Could you transcribe, word for word, the lines of the listing below that run from the line containing "like [[16, 374]]." through the line containing "[[606, 376]]", with both of those lines included?

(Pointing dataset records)
******************************

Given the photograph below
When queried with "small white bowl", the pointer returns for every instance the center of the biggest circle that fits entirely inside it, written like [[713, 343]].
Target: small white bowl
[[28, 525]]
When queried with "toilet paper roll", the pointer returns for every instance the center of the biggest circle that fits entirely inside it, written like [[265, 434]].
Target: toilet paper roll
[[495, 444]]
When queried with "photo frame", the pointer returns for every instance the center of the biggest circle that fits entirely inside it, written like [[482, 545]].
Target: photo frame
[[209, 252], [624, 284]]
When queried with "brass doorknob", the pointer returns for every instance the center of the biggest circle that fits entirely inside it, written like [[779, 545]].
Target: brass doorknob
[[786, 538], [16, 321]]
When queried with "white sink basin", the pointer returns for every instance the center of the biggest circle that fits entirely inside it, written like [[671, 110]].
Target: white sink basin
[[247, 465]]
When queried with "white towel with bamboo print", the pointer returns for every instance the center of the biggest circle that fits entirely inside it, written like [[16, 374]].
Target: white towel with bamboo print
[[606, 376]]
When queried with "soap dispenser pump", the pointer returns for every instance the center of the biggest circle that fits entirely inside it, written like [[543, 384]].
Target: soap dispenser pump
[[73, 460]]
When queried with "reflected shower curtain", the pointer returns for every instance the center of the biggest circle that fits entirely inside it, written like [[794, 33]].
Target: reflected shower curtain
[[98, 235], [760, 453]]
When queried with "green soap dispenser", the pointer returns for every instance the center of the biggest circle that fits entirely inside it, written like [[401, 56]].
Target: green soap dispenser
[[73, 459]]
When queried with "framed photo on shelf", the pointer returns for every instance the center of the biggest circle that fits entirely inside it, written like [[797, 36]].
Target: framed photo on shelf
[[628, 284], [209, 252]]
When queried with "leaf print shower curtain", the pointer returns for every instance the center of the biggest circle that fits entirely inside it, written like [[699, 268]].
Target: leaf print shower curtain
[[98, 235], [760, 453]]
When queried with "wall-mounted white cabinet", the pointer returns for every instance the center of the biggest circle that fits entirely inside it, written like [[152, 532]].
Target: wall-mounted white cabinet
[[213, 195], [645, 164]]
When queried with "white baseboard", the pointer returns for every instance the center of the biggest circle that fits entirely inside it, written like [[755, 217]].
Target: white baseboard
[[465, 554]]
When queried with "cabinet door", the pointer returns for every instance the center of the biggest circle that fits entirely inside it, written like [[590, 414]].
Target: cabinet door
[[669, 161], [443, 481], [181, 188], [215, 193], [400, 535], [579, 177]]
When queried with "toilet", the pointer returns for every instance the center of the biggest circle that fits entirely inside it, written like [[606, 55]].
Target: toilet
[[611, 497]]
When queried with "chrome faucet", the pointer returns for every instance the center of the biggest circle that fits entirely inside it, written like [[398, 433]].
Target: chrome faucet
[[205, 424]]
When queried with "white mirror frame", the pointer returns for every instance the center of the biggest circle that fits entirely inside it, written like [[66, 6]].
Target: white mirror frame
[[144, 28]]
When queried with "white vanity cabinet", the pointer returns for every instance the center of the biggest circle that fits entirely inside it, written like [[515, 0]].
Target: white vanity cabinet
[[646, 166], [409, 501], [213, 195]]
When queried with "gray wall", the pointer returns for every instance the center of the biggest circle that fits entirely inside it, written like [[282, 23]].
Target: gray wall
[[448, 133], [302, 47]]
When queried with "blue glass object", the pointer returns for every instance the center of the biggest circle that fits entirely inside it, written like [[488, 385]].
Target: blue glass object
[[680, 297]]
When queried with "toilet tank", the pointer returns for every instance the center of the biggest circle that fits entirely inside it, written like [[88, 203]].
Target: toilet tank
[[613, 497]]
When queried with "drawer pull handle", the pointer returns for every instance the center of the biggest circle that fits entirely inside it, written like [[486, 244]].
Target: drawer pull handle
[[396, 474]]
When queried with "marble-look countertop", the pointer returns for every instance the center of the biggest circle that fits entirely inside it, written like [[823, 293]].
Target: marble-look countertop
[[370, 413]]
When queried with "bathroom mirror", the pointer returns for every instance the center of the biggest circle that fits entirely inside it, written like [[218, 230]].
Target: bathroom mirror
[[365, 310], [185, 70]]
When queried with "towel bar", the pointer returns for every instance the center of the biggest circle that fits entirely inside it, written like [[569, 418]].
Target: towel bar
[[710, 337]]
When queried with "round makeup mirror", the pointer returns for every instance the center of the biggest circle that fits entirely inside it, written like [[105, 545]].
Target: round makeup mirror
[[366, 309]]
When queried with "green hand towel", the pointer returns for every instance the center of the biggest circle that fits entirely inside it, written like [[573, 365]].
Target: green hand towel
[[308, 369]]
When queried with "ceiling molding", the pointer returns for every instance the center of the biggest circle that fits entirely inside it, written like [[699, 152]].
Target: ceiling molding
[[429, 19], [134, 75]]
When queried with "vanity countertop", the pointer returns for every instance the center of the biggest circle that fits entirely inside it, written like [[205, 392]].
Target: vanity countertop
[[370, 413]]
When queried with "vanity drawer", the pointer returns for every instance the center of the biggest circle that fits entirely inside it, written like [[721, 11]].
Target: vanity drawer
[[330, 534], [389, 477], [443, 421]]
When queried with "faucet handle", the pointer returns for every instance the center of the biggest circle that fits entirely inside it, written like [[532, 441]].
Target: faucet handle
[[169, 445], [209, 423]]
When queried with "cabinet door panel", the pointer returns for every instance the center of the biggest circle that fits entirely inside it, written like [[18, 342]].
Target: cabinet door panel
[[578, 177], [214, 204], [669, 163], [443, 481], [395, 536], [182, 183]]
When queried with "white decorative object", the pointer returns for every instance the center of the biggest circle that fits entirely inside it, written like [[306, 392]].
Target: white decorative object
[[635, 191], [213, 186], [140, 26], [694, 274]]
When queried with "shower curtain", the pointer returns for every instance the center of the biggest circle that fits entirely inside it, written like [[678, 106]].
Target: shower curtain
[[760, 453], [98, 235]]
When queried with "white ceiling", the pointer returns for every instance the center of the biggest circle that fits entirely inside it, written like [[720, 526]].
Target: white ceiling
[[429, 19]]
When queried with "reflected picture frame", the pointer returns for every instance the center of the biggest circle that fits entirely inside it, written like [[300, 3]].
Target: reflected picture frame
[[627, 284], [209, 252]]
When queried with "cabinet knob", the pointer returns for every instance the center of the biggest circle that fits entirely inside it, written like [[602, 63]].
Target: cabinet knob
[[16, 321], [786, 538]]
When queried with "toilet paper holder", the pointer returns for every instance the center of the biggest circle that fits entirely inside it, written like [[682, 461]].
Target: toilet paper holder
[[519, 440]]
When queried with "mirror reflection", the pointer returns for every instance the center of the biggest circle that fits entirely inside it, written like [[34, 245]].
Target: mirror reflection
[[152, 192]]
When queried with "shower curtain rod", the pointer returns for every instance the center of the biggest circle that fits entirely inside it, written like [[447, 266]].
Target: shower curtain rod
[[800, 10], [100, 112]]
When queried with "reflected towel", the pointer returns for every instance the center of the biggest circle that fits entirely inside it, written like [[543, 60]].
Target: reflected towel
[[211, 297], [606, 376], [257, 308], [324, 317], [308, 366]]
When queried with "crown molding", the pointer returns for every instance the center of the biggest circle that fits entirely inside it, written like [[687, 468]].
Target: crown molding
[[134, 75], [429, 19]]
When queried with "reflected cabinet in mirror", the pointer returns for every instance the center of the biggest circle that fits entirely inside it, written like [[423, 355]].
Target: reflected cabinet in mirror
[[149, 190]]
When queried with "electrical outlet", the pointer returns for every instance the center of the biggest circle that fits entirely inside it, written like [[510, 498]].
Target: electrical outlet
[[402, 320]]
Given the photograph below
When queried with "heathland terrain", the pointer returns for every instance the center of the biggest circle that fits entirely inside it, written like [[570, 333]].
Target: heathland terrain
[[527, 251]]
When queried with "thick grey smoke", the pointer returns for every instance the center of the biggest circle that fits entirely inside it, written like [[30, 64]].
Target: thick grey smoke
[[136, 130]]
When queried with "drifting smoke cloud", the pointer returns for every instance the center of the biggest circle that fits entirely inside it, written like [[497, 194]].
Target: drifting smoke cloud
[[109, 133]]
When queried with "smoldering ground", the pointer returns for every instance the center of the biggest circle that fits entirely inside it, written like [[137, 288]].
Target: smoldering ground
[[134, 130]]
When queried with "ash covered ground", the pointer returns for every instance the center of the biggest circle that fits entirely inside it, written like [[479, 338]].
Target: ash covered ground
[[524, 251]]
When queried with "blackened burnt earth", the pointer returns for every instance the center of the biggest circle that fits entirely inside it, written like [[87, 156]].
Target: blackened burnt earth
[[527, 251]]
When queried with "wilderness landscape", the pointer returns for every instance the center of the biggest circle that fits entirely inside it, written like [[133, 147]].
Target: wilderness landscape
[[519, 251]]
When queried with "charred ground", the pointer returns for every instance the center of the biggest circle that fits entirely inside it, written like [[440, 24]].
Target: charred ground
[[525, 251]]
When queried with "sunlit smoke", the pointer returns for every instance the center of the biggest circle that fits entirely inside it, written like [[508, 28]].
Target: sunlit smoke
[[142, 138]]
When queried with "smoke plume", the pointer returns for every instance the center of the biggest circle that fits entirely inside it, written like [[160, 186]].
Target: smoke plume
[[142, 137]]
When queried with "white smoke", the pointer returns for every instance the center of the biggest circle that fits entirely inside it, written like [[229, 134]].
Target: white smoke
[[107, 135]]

******************************

Complete output →
When queried with "white towel with bamboo print", the pointer returns for every instance the center of the biggest circle that fits entirely inside it, written like [[16, 374]].
Target: white towel with bamboo print
[[606, 376]]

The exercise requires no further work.